→ **Work to do**
Decide whether each statement agrees with the welder thread, answering yes or no and quoting the words of the thread that settle it. (a) The breaker on the welder circuit is rated at 50 amps. (b) When farmerkev tested the outlet, it delivered less than 240 volts. (c) According to dielectricunion, reversing the two hot wires does matter.

# 240 for a welder



## farmerkev (Sep 30, 2011)

I'm not the best with electrical so I'm thinking somebody here will have more info on my problem. I have a Hobart 175 wire feed welder I'm putting in the garage, it's a three prong plug and the outlet is a matching 3 prong 240. When I plugged the welder in the breaker tripped, it's a 50 amp breaker, and it's a 30 amp welder. I replaced the breaker in case it was no good, still happened. The outlet has the two hots on the proper lugs and a white neutral on the center lug. There's a bare ground wire that's just sitting in the receptacle. I tested outlet and it does get a proper 240v of power, and the welder has also been tested at a welding equipment repair shop, so I know it works. I'm assuming my issue involves the ground wire that goes nowhere. Any help?


----------



## Meadow (Dec 1, 2014)

Something is pulling excessive current. What is the NEMA designation of the plug and receptacle?


----------



## dielectricunion (Feb 27, 2013)

Sounds like you've most likely got the wiring mixed up - if it trips as soon as you power up.

Also, a 3 wire plug you described should have two hots and a ground, not neutral. That shouldn't be causing the problem, but fix it anyway.

Check your connections on the receptacle, and the plug to welder if you wired that and hasn't been tested. 

Make sure there's no short circuiting between terminals - ex: if wire was stripped too far back, crammed into box, and is contacting hot to grounded metal box.


----------



## farmerkev (Sep 30, 2011)

Meadow, not sure what that would be.

dielectricunion, what's the way of fixing that?


----------



## dielectricunion (Feb 27, 2013)

The receptacle/outlet should have 3 screw terminals and one will most likely have a G on it. Be sure this is connected to the ground wire and the two hot legs are connected to the other two terminals.

I'm assuming you're using a 3 wire cable to connect the outlet? Should be easy with the colored insulation to ensure your two hots are on the two hot terminals. 

And I'm sure you're using a dual pole breaker and not two individual, since you say replaced the breaker?

Double check the connection of plug coming out of the welder.

I did a service call at an appliance rental shop that had 220 tripping and it was their dryer plug wired all wrong.

If theres no mistake there, I'm not sure what it could be, seeing that you oversized your breaker.


----------



## farmerkev (Sep 30, 2011)

Could there be a problem if the hots are reversed?


----------



## dielectricunion (Feb 27, 2013)

No, as long as each hot is on a separate leg, it doesn't matter


----------



## CarpenterSFO (Dec 12, 2012)

Have you done anything with the welder since having it tested? Switched the polarity, for example? Dropped it off the tailgate?

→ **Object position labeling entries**

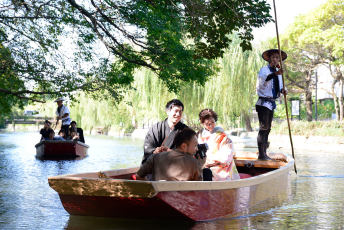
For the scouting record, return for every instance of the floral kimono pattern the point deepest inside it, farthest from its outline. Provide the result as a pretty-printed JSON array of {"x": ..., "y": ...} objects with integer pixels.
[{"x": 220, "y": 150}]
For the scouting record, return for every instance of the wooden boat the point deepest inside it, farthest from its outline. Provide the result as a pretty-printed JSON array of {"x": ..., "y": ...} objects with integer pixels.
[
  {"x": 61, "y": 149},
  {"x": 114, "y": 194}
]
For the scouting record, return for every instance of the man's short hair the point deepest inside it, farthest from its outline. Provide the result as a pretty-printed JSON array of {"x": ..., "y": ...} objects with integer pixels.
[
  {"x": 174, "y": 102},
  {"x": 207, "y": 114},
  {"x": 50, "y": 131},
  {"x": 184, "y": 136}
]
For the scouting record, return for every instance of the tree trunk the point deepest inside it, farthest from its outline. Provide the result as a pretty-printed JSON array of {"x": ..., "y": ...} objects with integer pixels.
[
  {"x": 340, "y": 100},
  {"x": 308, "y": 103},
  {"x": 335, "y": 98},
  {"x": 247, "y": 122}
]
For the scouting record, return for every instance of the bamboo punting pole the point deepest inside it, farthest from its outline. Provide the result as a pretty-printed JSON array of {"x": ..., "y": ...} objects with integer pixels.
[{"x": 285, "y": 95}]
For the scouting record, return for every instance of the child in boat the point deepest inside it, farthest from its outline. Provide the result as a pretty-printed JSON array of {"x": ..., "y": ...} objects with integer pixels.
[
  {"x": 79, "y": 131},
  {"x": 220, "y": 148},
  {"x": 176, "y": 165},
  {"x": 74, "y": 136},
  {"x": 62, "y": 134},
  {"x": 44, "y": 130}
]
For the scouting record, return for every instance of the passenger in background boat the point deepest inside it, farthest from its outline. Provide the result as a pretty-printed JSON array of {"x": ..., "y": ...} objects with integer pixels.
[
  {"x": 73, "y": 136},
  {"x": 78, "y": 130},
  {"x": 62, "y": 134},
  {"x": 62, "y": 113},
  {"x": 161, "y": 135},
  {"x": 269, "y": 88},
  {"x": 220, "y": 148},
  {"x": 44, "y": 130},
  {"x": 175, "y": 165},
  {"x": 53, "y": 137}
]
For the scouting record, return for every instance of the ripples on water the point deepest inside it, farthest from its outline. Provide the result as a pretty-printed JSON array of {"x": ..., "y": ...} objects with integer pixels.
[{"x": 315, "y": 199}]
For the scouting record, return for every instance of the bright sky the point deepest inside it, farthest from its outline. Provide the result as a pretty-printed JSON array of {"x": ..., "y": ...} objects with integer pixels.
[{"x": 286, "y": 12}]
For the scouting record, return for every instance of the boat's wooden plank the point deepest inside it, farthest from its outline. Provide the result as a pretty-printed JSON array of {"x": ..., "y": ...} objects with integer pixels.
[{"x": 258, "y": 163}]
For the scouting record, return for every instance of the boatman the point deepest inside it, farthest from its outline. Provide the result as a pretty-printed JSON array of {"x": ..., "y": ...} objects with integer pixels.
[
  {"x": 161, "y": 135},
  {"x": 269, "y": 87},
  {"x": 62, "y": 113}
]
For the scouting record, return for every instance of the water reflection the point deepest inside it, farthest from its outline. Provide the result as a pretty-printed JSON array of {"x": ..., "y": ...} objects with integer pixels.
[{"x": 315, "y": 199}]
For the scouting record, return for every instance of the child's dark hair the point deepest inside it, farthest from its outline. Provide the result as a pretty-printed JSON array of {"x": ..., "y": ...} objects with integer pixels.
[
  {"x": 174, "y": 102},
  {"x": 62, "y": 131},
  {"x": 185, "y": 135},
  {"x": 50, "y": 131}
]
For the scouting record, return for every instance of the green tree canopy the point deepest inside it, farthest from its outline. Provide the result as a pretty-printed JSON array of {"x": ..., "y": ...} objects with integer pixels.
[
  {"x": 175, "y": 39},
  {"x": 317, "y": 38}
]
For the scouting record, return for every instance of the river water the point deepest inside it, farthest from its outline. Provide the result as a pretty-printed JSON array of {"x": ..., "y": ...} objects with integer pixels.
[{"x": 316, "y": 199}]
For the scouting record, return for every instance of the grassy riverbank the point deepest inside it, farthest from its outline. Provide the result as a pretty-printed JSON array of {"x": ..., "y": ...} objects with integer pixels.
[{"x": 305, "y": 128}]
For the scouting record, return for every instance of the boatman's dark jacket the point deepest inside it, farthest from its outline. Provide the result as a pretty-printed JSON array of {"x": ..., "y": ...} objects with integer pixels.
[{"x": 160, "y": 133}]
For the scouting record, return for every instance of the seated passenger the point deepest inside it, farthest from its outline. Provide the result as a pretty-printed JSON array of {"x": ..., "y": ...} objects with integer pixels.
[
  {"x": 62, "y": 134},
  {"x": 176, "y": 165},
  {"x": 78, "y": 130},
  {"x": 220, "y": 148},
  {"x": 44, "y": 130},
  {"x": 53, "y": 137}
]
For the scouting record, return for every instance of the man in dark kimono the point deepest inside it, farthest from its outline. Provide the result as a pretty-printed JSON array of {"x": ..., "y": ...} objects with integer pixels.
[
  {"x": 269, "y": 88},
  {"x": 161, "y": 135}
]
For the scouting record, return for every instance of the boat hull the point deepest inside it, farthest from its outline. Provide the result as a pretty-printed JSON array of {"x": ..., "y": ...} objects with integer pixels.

→ **Written solution**
(a) Yes: "it's a 50 amp breaker"
(b) No: "I tested outlet and it does get a proper 240v of power"
(c) No: "No, as long as each hot is on a separate leg, it doesn't matter"